For those of you wondering what’s going on, in the list reduction the accumulator [] is unshifted with the argument if it passes the conditional for leadership status. The fiddly bit at the end of Jorg’s code combines with the outer dereferencing to give an array containing (0)
if the input array has no values. It’s cool: if that’s the case, then the reduction will yield [], dereferenced to the null set, and the fiddly bit (0) x 1, or a single 0, all listified by the outermost parens. If that’s not the case, the fiddly bit evaluates to 0 x 0, and no extra zeros are added to the list.
This is all very cool, but Marcus, Pete and Abigail show us really all we need is grep
. Because they’re short, here we are served three ways:
sub leader_elements {
my $first = my $max = pop @_;
defined $first
? reverse $first, grep { $_ > $max ? [$max = $_] : 0 } reverse @_
: 0 }
my @out = reverse grep { $_ > $max and $max = $_, 1 } reverse @ARGV;
say reverse
grep {!defined $max || $_ > $max ? do {$max = $_; 1} : 0}
reverse @A;
I do very much like that last formatting, BTW.
⎯→ Print (0) if none found.
Abigail, Alexander Pankoff, Dave Jacoby, Flavio Poletti, James Smith, Jorg Sommrey, Julio de Castro, Markus Holzer, Myoungjin Jeon, Shawn Wagner, and Steven Wilson
As the rightmost element of any array is by definition the leader of none, but a bona fide leader nonetheless, the only way for no solution to be found is in the pathological edge case where the empty array is input. It could be well argued that an empty @ARGV is the same as no input at all, which is to say no array at all, which should reasonably considered invalid input. On the other hand, an array is a data structure distinct from the list of data it contains, and passing an array reference into a routine, perhaps in a module, that happened to contain no data makes perfect sense as a valid option. The reference pointer is certainly a real entity.
Returning 0 for the case of an empty array can also be considered a rather arbitrary response, as the only criteria listed in the definition is that the integers given be distinct; there is no qualification that the integers be positive or even non-zero. Without this qualification, the results for the two arrays []
and [-2,-1,0]
are both 0, even though only one of these arrays contains real data. Jorg Sommrey gives us specific examples to point this ambiguity out, as does Athanasius, who goes to length to state why they specifically chose not to implement this. Thank you both for these notes, sometimes I feel like I’m getting outside the lines with this sort of reasoning. Data pollution makes me feel dirty, and not in a good way.

◆ Data lines:
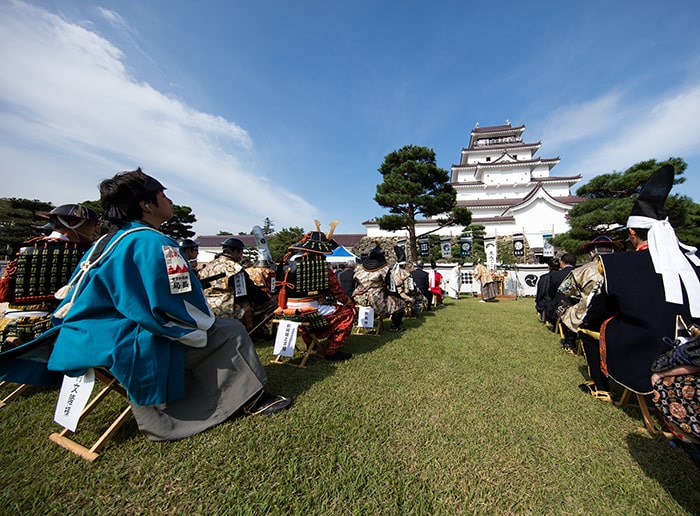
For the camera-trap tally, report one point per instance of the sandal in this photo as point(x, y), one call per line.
point(264, 404)
point(602, 396)
point(589, 388)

◆ Exercise instructions:
1. Answer each question from the excerpt on leader elements, one answer per line:
(a) When the input array has no values, what does the fiddly bit at the end of Jorg's code evaluate to?
(b) Which three people are said to show that grep is all that is needed?
(c) Which two people gave specific examples pointing out the ambiguity of returning 0?
2. Using the excerpt on leader elements, explain why the only way for no solution to be found is when the empty array is input.
3. List every person named in the running sentences of the excerpt on leader elements, leaving out the line that lists eleven names in a row.

◆ Results for each task:
1.
(a) (0) x 1, or a single 0.
(b) Marcus, Pete and Abigail.
(c) Jorg Sommrey and Athanasius.

2. The rightmost element of any array is by definition the leader of none, yet it is still a bona fide leader. Any array with at least one element therefore has a leader, so only an empty array yields no solution.

3. Jorg Sommrey, Marcus, Pete, Abigail, Athanasius